- [Required task]
Reproduce the entries below word for word, starting at their first line and ending with the line that contains "column 198, row 556".

────────────────────────────────────────

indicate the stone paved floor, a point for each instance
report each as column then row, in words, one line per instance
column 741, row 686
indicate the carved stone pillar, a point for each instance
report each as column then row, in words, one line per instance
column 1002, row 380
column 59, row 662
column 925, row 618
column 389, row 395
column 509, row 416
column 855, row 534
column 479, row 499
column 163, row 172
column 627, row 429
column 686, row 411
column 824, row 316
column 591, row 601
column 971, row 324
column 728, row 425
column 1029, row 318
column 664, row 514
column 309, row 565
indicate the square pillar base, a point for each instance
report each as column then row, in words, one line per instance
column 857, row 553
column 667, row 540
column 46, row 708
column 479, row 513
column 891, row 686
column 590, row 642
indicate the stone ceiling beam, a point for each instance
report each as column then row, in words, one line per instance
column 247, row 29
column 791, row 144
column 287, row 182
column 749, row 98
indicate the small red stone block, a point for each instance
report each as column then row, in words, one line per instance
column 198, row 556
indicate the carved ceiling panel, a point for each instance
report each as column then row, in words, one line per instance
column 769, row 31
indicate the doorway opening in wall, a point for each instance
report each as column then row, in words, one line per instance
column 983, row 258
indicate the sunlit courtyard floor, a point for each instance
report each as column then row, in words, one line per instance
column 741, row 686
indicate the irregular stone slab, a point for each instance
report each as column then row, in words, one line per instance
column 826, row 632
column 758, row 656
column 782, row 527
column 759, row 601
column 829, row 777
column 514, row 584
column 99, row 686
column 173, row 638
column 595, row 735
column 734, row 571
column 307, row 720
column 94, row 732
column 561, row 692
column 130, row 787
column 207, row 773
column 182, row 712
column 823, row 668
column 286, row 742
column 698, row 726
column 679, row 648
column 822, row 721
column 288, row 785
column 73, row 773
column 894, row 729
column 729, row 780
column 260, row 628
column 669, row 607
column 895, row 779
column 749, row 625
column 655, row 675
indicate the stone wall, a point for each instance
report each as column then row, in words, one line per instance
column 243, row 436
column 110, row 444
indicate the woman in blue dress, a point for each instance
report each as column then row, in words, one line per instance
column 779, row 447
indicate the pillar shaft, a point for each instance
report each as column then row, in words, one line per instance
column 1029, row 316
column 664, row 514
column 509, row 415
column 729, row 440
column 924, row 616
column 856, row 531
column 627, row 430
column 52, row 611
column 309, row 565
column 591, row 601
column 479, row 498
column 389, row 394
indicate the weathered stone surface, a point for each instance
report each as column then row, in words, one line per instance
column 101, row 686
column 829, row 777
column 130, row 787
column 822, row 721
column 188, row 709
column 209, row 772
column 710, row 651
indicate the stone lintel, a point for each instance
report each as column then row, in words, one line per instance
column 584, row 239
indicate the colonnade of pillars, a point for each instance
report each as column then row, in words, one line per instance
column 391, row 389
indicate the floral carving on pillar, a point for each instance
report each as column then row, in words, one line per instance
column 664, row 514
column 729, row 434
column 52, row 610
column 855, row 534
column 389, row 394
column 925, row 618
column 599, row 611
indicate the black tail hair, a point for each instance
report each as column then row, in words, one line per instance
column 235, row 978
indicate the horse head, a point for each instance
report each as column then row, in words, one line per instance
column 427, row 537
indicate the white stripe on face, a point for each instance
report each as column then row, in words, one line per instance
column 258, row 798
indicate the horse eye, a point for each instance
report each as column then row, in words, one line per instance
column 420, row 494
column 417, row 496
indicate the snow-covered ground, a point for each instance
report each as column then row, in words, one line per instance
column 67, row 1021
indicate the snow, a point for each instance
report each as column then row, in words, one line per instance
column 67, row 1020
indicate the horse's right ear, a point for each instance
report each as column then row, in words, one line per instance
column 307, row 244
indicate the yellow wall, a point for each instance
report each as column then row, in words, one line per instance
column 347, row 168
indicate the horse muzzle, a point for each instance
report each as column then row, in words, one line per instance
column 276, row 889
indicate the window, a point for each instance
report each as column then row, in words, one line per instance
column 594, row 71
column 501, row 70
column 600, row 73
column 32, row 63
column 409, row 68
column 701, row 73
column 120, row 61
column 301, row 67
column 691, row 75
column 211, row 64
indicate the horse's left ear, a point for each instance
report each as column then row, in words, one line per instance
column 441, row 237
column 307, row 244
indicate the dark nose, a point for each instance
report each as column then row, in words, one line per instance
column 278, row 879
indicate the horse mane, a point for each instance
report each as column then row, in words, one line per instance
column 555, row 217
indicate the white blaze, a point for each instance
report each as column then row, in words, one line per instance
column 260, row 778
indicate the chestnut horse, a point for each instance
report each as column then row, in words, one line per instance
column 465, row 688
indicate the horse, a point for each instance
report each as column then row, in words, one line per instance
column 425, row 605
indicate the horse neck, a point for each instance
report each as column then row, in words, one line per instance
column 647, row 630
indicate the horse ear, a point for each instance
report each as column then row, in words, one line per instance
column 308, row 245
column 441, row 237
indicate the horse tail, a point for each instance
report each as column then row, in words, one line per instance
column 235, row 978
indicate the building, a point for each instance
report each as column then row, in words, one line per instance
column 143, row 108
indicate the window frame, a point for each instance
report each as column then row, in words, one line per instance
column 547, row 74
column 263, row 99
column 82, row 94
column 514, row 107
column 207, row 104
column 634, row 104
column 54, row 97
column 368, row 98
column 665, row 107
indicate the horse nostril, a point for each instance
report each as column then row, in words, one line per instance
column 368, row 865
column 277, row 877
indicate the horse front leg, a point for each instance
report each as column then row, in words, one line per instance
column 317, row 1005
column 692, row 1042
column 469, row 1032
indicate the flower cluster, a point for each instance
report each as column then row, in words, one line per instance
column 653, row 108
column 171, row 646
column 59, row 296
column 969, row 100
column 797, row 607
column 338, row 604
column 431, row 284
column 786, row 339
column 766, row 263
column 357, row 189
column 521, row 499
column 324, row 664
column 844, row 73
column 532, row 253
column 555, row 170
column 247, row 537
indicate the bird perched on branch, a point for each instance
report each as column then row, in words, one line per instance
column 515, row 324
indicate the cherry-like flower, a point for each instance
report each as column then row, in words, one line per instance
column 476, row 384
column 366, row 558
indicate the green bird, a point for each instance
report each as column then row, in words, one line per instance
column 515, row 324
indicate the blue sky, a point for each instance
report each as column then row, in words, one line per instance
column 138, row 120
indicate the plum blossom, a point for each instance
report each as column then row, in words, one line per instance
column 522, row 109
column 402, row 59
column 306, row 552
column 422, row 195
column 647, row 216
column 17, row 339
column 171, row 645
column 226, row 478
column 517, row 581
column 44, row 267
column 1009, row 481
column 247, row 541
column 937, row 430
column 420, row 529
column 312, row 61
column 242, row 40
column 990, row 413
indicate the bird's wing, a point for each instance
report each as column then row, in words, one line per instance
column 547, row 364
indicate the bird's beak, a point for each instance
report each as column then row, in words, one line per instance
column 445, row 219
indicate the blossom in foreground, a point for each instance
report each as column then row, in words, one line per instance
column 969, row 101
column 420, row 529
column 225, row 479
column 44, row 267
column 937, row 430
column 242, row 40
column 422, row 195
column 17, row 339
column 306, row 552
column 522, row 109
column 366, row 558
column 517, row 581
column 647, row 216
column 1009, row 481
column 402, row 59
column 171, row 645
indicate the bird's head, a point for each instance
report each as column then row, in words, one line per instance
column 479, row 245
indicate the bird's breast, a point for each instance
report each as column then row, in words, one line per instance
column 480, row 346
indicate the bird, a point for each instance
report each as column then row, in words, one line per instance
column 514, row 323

────────────────────────────────────────

- [Result of this task]
indicate the stone paved floor, a point for each instance
report each as column then row, in words, one line per instance
column 741, row 686
indicate the carved stone pillar, a point for each instance
report each as column then row, in words, one line per instance
column 1002, row 380
column 59, row 662
column 925, row 618
column 389, row 395
column 509, row 416
column 855, row 534
column 479, row 499
column 163, row 172
column 627, row 429
column 686, row 411
column 824, row 316
column 591, row 601
column 971, row 324
column 728, row 425
column 1029, row 318
column 664, row 514
column 309, row 565
indicate the square pillar base, a point for each instance
report each as column then row, in words, one line per instance
column 857, row 553
column 667, row 540
column 46, row 708
column 479, row 513
column 891, row 686
column 590, row 642
indicate the stone ceiling beam, a point for each instance
report each as column then row, in words, one line per instance
column 247, row 29
column 791, row 144
column 287, row 182
column 749, row 98
indicate the small red stone block, a point for each instance
report each as column then row, in words, one line per instance
column 198, row 556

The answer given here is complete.